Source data
◇ ◇ ◇ ◇ ◇

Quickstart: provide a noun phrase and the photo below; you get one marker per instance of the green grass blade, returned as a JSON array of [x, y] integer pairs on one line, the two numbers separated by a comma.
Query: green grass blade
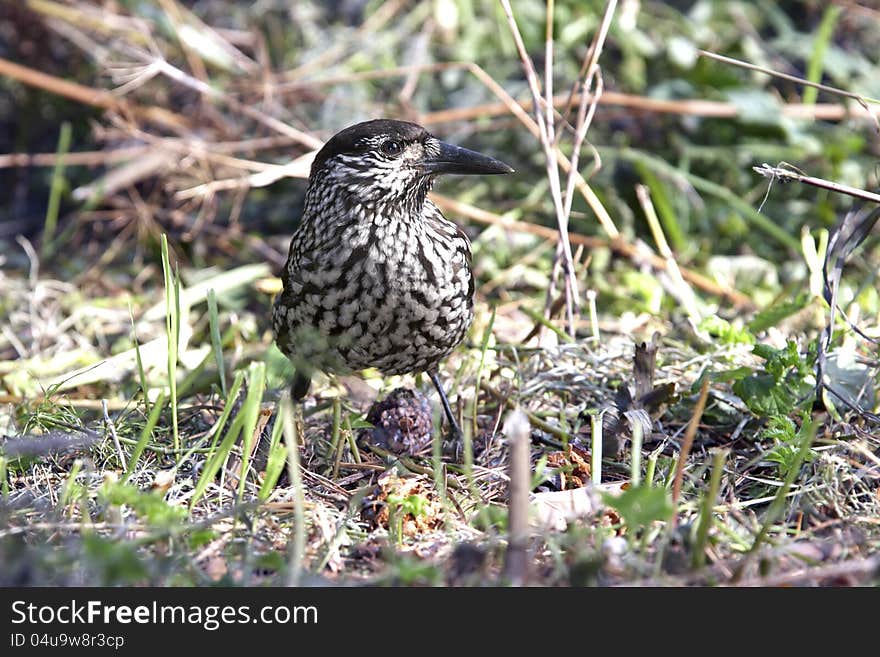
[[56, 189], [142, 375], [146, 434], [298, 545], [250, 412], [663, 206], [275, 463], [218, 454], [172, 331], [216, 343]]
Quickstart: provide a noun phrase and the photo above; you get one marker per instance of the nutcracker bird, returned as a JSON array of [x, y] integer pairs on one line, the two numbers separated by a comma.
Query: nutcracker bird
[[376, 276]]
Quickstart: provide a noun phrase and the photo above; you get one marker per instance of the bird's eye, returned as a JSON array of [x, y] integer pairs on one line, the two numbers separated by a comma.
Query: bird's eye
[[392, 147]]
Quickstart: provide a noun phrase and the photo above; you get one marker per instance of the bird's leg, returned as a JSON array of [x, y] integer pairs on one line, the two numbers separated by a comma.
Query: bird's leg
[[456, 430]]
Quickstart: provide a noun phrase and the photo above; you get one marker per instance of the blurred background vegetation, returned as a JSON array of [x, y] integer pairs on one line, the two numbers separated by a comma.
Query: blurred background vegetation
[[123, 120]]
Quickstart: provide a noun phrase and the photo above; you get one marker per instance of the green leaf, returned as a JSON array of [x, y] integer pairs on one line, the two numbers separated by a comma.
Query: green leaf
[[725, 331], [764, 395], [641, 505], [771, 316]]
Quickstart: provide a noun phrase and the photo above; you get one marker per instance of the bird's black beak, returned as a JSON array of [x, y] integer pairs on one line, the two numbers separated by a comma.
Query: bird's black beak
[[455, 159]]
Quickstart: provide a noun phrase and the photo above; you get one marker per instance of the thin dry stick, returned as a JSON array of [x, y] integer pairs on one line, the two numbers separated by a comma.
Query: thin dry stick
[[787, 175], [687, 444], [89, 96], [516, 562], [694, 107], [619, 246], [683, 291], [546, 126], [861, 100]]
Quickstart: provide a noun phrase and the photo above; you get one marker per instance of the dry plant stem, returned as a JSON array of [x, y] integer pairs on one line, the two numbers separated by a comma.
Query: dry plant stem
[[861, 100], [620, 246], [695, 107], [689, 107], [89, 96], [787, 175], [516, 428], [855, 568], [546, 125], [687, 444], [292, 428]]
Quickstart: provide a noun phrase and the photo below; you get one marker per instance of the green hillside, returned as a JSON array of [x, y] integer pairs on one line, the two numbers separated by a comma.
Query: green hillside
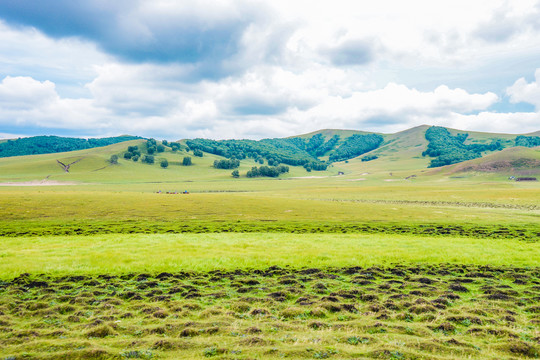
[[368, 156], [515, 161], [55, 144]]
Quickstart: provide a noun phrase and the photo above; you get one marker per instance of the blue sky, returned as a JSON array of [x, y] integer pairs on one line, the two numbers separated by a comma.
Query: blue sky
[[252, 69]]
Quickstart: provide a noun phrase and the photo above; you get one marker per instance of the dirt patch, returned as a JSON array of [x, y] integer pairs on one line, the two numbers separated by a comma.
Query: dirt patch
[[39, 183]]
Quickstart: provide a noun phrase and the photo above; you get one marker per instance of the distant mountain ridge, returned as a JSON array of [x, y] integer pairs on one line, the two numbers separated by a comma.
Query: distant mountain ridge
[[432, 146], [36, 145]]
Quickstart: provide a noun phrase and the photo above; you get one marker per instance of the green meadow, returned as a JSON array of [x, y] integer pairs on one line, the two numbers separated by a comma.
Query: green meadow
[[382, 261]]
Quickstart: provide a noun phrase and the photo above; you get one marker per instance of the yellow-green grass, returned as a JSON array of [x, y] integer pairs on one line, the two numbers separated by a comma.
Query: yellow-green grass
[[117, 254], [285, 205]]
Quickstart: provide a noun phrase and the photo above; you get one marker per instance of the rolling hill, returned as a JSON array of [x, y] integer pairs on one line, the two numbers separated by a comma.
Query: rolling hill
[[515, 161], [367, 155]]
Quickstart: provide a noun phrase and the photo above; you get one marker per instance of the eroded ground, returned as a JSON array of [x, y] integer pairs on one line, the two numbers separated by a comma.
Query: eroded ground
[[399, 312]]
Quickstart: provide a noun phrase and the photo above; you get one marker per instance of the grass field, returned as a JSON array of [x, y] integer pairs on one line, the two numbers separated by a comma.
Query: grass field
[[311, 266]]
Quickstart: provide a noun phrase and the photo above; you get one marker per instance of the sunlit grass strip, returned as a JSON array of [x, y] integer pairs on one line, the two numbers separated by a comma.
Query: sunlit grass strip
[[116, 254]]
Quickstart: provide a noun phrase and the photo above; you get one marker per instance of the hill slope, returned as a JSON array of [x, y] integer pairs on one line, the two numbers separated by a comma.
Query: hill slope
[[55, 144], [396, 156], [515, 161]]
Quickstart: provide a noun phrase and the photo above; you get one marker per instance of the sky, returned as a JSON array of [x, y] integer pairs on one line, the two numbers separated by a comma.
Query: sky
[[221, 69]]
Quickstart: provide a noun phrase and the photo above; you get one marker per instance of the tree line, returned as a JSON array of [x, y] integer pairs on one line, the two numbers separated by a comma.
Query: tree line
[[447, 149]]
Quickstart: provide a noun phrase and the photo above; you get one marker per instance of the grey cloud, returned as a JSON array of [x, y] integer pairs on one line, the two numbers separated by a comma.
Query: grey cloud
[[129, 31], [501, 27], [352, 52]]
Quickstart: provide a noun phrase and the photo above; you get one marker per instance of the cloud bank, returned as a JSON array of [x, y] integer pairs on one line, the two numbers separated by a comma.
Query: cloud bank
[[253, 69]]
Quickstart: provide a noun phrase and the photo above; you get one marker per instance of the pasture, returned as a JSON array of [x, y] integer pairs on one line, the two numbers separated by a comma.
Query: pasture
[[298, 268]]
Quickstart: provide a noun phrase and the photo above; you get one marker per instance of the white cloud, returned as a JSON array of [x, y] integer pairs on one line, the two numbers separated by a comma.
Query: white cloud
[[296, 67], [521, 91]]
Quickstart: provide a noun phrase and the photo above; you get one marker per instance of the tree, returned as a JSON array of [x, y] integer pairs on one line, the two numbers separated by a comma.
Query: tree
[[148, 159], [114, 159], [198, 153]]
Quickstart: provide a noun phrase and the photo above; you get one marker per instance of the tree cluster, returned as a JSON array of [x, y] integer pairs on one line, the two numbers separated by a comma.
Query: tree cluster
[[227, 164], [54, 144], [528, 141], [356, 145], [273, 171], [448, 149], [275, 151], [148, 159], [369, 157], [132, 153]]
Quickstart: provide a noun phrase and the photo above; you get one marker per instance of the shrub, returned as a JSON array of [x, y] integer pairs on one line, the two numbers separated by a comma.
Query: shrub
[[148, 159], [198, 153]]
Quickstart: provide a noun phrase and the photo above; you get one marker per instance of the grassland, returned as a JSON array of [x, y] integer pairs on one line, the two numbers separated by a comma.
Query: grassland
[[368, 264]]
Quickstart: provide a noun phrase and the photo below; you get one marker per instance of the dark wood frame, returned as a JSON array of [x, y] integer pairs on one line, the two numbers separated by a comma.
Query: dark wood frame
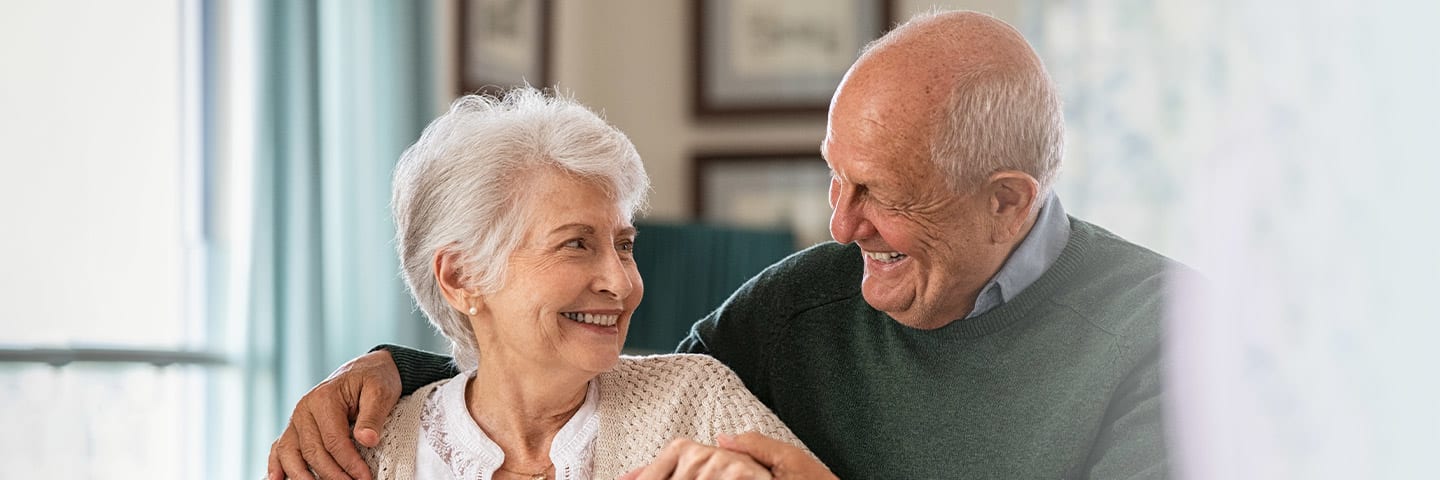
[[703, 107], [471, 85], [702, 160]]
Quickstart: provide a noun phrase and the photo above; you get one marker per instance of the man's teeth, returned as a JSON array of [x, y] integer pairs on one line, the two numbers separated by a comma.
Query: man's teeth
[[594, 319], [884, 257]]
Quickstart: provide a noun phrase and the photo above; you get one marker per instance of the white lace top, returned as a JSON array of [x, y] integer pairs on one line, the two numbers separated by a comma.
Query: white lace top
[[452, 446], [640, 405]]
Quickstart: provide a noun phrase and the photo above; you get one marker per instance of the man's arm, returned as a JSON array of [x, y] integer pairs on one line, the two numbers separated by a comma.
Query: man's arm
[[418, 368], [1132, 440], [365, 391]]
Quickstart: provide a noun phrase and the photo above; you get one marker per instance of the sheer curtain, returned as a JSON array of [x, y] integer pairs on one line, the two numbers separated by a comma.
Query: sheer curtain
[[1286, 149], [342, 88]]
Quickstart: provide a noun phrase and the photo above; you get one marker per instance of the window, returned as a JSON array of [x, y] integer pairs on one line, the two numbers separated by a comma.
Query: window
[[105, 350]]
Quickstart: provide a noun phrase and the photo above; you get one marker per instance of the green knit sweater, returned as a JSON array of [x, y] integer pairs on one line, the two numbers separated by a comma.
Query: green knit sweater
[[1062, 381]]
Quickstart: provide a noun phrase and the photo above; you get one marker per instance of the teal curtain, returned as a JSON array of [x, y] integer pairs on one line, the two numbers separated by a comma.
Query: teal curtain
[[689, 270], [343, 88]]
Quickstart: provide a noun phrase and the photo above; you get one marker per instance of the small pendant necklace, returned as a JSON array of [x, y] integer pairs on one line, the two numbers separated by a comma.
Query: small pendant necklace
[[533, 476]]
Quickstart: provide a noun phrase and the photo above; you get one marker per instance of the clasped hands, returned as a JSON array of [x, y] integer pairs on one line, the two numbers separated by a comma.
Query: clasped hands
[[318, 438]]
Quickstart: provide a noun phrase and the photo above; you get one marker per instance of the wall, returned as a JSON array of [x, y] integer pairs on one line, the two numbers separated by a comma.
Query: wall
[[632, 61]]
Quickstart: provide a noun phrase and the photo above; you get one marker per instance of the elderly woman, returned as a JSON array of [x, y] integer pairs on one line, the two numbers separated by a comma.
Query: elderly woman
[[516, 240]]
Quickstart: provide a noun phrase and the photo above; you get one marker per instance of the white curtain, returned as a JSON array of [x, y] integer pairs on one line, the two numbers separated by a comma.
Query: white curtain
[[1288, 150]]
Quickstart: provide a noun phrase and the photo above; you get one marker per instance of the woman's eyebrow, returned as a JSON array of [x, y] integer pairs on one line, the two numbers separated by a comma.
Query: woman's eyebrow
[[583, 228]]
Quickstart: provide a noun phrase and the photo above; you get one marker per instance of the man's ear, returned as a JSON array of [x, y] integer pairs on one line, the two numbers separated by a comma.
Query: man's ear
[[452, 280], [1013, 196]]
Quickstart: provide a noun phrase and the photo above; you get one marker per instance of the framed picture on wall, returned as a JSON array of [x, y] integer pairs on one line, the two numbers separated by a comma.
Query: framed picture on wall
[[766, 56], [503, 43], [771, 189]]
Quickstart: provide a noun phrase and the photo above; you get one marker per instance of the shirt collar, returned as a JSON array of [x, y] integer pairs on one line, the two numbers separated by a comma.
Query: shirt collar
[[471, 454], [1034, 255]]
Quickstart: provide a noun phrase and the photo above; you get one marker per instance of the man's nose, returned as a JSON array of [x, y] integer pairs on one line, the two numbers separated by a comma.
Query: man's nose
[[847, 221]]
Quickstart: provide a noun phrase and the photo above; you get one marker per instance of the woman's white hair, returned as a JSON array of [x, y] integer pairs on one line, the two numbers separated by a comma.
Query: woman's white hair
[[464, 186]]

◇ ◇ ◇ ◇ ◇

- What you have to do:
In the records above, find each line holding "below" and copy it.

- Exercise result:
Quickstart: provide a noun phrase and the photo below; you get one marker per instance of the green grass blade, returned as a JSON array of [x, y] integer pairs on one line, the two numbers separated by a comma.
Quickstart: provide a noun phrase and the photo below; you get one marker per instance of the green hillside, returned as a JSON array of [x, y] integer pairs on one line, the two numbers separated by a comma.
Quickstart: provide a noun phrase and the photo below; you get one marker per instance of the dark wood frame, returned as a JSON array of [x, y] integer pairs on one line, the two numbers separated by a comma.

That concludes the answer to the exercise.